BEGIN Stored data

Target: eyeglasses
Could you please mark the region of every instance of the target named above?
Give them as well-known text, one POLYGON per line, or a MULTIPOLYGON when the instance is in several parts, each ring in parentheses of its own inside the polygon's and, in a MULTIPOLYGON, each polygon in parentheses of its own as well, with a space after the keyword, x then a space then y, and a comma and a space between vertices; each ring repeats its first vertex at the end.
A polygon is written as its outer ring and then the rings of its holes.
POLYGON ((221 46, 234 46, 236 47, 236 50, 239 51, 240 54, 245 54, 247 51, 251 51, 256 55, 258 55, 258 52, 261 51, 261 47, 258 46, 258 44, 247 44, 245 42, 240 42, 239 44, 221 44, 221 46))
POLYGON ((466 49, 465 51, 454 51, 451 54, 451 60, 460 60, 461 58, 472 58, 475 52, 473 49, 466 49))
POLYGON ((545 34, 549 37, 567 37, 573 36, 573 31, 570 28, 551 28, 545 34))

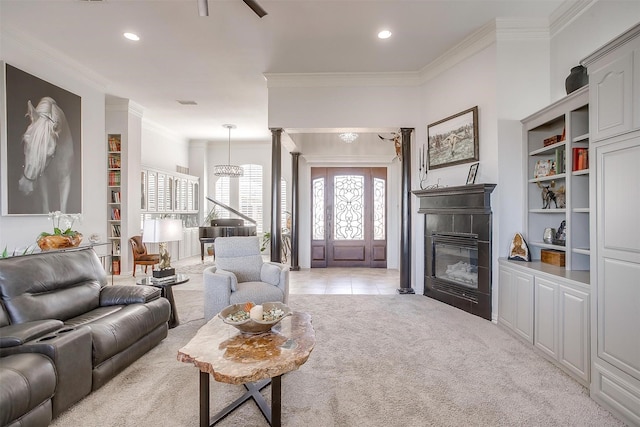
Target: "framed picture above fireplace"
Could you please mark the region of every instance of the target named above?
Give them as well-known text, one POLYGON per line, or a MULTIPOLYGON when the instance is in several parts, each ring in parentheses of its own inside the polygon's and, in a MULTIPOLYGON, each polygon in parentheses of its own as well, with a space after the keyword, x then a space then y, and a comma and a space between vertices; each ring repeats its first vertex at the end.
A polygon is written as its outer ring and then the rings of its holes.
POLYGON ((429 169, 480 160, 478 107, 469 108, 427 126, 429 169))

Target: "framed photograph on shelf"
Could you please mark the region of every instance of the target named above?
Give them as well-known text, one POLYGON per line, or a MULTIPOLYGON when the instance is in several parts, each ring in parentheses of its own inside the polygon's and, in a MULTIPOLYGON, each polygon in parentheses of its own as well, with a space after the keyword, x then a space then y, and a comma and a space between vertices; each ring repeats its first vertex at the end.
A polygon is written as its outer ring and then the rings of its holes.
POLYGON ((478 165, 480 163, 474 163, 469 168, 469 175, 467 175, 467 185, 476 183, 476 174, 478 173, 478 165))
POLYGON ((545 176, 553 175, 553 162, 551 160, 538 160, 536 167, 533 170, 534 178, 544 178, 545 176))
POLYGON ((480 160, 478 107, 454 114, 427 126, 429 169, 480 160))

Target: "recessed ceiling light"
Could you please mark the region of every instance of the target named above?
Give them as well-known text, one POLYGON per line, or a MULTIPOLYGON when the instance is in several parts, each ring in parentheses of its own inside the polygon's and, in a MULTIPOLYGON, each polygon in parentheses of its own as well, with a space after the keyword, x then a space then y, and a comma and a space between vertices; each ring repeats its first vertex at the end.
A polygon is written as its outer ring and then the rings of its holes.
POLYGON ((134 42, 140 40, 140 37, 138 37, 138 35, 134 33, 124 33, 123 36, 125 36, 125 38, 129 40, 133 40, 134 42))

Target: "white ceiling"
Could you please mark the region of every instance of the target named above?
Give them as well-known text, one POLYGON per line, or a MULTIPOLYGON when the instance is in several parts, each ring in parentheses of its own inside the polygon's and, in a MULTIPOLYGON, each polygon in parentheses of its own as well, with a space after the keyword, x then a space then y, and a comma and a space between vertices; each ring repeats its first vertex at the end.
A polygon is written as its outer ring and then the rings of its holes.
POLYGON ((234 123, 234 139, 270 140, 264 73, 417 72, 496 17, 548 19, 563 3, 258 2, 262 19, 242 0, 209 0, 208 17, 197 0, 0 0, 0 25, 181 137, 226 140, 234 123))

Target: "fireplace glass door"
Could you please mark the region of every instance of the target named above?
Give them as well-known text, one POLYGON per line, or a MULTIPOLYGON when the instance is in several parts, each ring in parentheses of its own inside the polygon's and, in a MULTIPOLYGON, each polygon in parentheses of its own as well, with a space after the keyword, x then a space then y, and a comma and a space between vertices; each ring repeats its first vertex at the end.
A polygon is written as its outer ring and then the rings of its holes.
POLYGON ((433 236, 435 277, 478 289, 478 239, 475 235, 433 236))

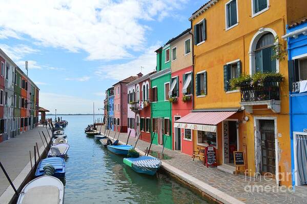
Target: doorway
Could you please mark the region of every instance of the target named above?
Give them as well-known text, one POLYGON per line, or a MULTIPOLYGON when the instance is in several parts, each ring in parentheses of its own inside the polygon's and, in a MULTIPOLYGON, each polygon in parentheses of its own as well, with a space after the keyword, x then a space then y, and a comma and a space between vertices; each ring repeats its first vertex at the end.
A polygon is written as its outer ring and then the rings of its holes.
MULTIPOLYGON (((179 119, 180 116, 175 116, 174 119, 175 121, 179 119)), ((174 128, 174 137, 175 138, 175 150, 181 150, 181 128, 174 128)))
POLYGON ((237 120, 223 121, 223 153, 224 164, 234 166, 233 152, 238 149, 237 120))
POLYGON ((261 168, 262 175, 276 173, 275 137, 274 120, 259 120, 261 168))

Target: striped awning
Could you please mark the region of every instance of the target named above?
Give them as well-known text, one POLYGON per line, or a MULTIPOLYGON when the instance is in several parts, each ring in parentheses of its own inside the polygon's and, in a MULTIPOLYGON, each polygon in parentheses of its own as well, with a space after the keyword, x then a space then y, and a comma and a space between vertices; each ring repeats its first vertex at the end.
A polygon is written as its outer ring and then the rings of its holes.
POLYGON ((236 111, 192 112, 175 121, 174 127, 216 132, 216 125, 236 111))

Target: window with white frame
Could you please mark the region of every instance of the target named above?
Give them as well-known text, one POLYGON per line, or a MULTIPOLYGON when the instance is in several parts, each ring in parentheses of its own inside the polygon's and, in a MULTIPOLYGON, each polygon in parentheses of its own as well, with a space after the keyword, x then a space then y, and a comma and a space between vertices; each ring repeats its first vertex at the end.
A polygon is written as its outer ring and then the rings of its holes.
POLYGON ((191 38, 186 39, 185 41, 185 54, 188 54, 191 53, 191 38))
POLYGON ((172 61, 174 61, 177 59, 177 47, 172 48, 172 61))
POLYGON ((184 138, 189 140, 192 140, 192 130, 185 129, 184 138))
POLYGON ((257 15, 265 9, 269 9, 269 0, 252 0, 252 12, 253 15, 257 15))
POLYGON ((216 133, 197 130, 197 145, 211 145, 216 147, 216 133))
POLYGON ((170 99, 169 92, 170 91, 170 83, 164 84, 164 100, 168 100, 170 99))
POLYGON ((168 48, 165 51, 165 63, 170 62, 170 48, 168 48))
POLYGON ((237 0, 232 0, 225 5, 227 28, 231 28, 238 23, 237 6, 237 0))

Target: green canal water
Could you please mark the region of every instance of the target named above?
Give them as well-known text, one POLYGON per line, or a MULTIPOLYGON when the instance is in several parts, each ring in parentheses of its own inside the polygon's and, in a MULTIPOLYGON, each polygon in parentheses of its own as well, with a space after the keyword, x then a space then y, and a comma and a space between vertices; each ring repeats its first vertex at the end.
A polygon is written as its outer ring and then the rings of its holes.
MULTIPOLYGON (((60 117, 60 115, 59 116, 60 117)), ((70 203, 208 203, 202 197, 169 176, 137 174, 84 128, 93 117, 63 116, 70 148, 66 161, 65 202, 70 203)))

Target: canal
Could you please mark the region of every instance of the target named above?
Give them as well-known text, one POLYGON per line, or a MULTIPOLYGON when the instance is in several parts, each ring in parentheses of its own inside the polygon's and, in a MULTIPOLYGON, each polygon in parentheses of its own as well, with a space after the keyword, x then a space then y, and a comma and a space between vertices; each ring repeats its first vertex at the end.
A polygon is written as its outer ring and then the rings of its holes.
MULTIPOLYGON (((59 116, 61 116, 60 115, 59 116)), ((159 173, 137 174, 122 163, 122 157, 88 137, 84 128, 91 115, 63 116, 70 146, 66 161, 65 202, 69 203, 206 203, 202 197, 159 173)))

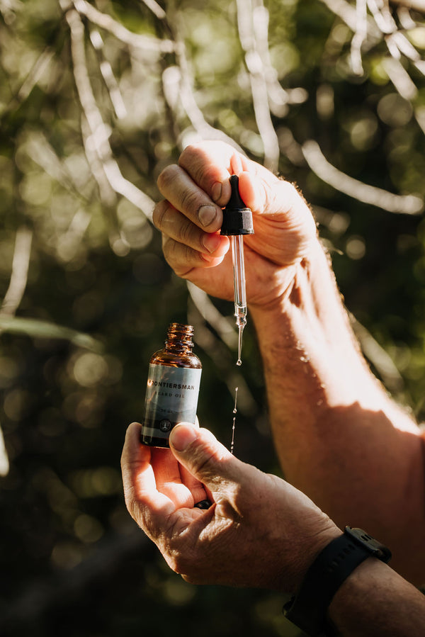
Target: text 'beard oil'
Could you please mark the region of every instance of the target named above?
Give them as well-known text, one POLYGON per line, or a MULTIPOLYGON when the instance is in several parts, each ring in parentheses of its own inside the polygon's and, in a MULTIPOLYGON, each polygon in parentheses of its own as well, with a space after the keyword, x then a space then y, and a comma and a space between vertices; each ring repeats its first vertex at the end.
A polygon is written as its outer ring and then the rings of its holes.
POLYGON ((149 361, 140 439, 143 444, 169 447, 178 422, 196 422, 202 364, 192 351, 193 328, 171 323, 165 347, 149 361))

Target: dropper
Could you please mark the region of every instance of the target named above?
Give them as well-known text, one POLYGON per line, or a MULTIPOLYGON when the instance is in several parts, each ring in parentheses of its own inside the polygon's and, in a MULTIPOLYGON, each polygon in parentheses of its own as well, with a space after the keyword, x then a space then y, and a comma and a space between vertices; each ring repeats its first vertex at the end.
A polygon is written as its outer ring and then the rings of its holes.
POLYGON ((223 210, 221 234, 229 235, 232 242, 233 260, 233 289, 234 315, 238 328, 238 356, 237 365, 242 365, 242 333, 246 325, 246 291, 245 286, 245 261, 244 259, 244 235, 253 235, 252 212, 246 208, 239 191, 239 177, 232 175, 230 179, 232 193, 223 210))

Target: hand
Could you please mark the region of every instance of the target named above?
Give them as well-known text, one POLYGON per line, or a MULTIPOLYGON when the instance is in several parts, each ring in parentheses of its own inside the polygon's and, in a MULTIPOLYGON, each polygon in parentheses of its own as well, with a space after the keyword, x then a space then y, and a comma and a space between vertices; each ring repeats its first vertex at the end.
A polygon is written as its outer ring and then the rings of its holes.
POLYGON ((127 507, 186 581, 293 592, 341 535, 303 493, 241 462, 207 429, 178 425, 171 451, 144 446, 140 432, 130 426, 123 452, 127 507), (205 497, 210 509, 193 508, 205 497))
POLYGON ((188 147, 178 165, 166 168, 158 186, 165 199, 154 211, 165 258, 176 274, 209 294, 233 298, 229 239, 220 235, 229 176, 254 215, 255 234, 244 237, 246 294, 251 305, 273 303, 289 288, 297 266, 317 247, 310 208, 290 184, 221 142, 188 147))

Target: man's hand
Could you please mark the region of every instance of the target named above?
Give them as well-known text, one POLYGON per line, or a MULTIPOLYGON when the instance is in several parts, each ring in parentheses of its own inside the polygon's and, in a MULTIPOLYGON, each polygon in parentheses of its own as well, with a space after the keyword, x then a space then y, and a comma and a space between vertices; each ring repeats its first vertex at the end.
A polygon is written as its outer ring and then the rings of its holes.
POLYGON ((313 217, 293 186, 231 146, 203 142, 188 147, 178 165, 159 175, 165 198, 155 208, 154 222, 176 274, 209 294, 232 299, 229 239, 220 229, 232 174, 239 176, 241 196, 254 214, 255 235, 244 237, 248 301, 267 305, 285 293, 297 265, 317 246, 313 217))
POLYGON ((341 531, 304 494, 232 456, 207 429, 181 424, 171 451, 128 429, 124 491, 134 519, 188 582, 293 592, 341 531), (208 497, 208 510, 193 508, 208 497))

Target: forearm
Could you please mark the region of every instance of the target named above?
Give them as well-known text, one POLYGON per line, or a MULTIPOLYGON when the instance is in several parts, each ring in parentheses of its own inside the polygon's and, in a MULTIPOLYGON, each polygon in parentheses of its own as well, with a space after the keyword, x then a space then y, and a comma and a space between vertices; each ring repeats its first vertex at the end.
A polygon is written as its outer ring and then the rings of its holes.
POLYGON ((312 252, 278 305, 251 308, 285 475, 337 524, 382 538, 396 567, 419 577, 408 564, 415 547, 404 548, 407 528, 425 529, 419 430, 370 373, 327 258, 319 244, 312 252))
POLYGON ((373 558, 336 592, 328 616, 343 637, 425 636, 425 597, 373 558))

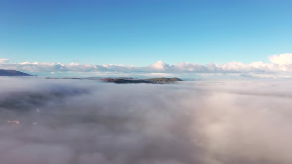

END Stored data

**Aim of the task:** Shift every coordinate in the answers by adding 57 to it, and write out again the records from their start through the line containing "POLYGON ((221 46, 234", with both ends included and the requests kept as they are.

**Written answer:**
Target: eyeglasses
Could you please mark the region of every instance of the target named above?
Give them as well-known text, one POLYGON per line, or a MULTIPOLYGON when the instance is in several parts, each ring in parentheses of its own inside the polygon's and, in a MULTIPOLYGON, each polygon in parentheses of its own as well, with a space after the keyword, x then a space then y, and a comma and a space between vertices; each ring repeats its first vertex at the end.
A polygon is written as its outer ring and then the rings of its holes.
POLYGON ((278 103, 291 103, 293 104, 293 107, 296 108, 297 111, 302 111, 304 108, 308 108, 313 112, 315 112, 315 109, 318 108, 318 104, 315 103, 315 101, 304 101, 302 99, 297 99, 296 101, 278 101, 278 103))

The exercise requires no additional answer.